### Source document
···
# want to build small gravel screen have questions



## burntside bob (Sep 27, 2010)

planning on building a small gravel screen plant
been thinking about it for last couple years have several ideas on paper.
need some input on what may work.
presently thinking of a 40 degree sloping deck
screen deck fixed at bottom of screen to box frame with pin and bushings at each corner of bottom of screen frame.
top of screen frame each corner would have a spring between screen deck and box frame, springs up in the air by screen frame.
Thinking of using an electric viabrator from Vibro manufactors to shake the screen.
I figure with the viabrator and the steep slope 40 degrees it would not plug up to bad and I would not have to shovel it off all the time.
Would place heavy bars under screen to act as grizzly below screen cloth.
Power for electric viabrator would be from a small gas powered generator.
Screen deck length 9 feet.
Feed (top of screen frame) height 9 feet
screen width 8 feet ( more then likly two screens next to each other)
···
### Data listing

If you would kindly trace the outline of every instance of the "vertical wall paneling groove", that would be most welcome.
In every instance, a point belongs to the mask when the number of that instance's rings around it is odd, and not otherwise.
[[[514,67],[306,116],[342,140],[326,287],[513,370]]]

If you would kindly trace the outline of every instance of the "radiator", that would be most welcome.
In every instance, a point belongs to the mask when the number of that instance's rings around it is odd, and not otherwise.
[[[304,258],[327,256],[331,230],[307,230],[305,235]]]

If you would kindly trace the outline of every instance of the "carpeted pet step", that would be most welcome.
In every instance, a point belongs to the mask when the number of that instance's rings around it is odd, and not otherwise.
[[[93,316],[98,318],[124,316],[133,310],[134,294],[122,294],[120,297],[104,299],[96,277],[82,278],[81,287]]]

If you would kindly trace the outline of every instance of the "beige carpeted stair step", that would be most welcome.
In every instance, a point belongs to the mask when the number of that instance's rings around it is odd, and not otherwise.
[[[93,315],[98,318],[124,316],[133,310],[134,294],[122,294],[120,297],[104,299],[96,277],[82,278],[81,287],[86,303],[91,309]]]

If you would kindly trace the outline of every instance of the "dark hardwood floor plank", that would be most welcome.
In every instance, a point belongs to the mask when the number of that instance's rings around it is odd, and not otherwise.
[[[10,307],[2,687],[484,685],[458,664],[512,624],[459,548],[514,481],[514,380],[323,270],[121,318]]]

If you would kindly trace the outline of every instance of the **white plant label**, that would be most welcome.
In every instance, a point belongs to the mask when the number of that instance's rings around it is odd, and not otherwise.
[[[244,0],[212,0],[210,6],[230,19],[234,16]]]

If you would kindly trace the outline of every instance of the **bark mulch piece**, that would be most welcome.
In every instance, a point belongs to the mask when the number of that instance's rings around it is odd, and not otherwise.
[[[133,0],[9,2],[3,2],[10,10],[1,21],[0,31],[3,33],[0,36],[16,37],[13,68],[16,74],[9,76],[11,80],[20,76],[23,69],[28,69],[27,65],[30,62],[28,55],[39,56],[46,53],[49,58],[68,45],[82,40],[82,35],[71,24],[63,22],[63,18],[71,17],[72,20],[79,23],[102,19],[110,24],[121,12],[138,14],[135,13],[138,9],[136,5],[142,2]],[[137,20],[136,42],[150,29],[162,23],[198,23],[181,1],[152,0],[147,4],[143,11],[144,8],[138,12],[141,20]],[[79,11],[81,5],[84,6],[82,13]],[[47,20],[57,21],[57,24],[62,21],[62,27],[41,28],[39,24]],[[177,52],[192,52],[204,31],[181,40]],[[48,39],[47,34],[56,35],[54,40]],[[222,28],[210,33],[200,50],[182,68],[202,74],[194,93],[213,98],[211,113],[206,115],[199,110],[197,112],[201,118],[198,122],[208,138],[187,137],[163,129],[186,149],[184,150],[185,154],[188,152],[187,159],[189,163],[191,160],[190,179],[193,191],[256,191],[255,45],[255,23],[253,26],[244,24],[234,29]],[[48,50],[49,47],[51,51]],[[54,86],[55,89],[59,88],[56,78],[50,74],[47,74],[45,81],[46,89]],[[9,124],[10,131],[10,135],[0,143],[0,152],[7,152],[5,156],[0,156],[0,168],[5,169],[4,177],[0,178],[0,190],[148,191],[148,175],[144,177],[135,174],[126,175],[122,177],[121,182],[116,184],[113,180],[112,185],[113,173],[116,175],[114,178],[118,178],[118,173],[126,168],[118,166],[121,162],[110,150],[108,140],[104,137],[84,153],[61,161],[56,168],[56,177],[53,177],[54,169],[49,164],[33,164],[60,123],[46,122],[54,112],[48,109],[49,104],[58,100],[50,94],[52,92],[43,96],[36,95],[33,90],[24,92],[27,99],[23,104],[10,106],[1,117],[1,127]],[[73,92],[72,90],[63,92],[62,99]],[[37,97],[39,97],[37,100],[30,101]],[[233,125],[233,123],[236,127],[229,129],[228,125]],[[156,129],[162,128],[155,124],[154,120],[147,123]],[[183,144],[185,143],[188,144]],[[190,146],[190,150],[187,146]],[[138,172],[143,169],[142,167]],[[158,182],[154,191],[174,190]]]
···
### Exercise directions
According to the gravel screen post, what would supply power for the electric vibrator?

### Answer to the exercise
A small gas-powered generator.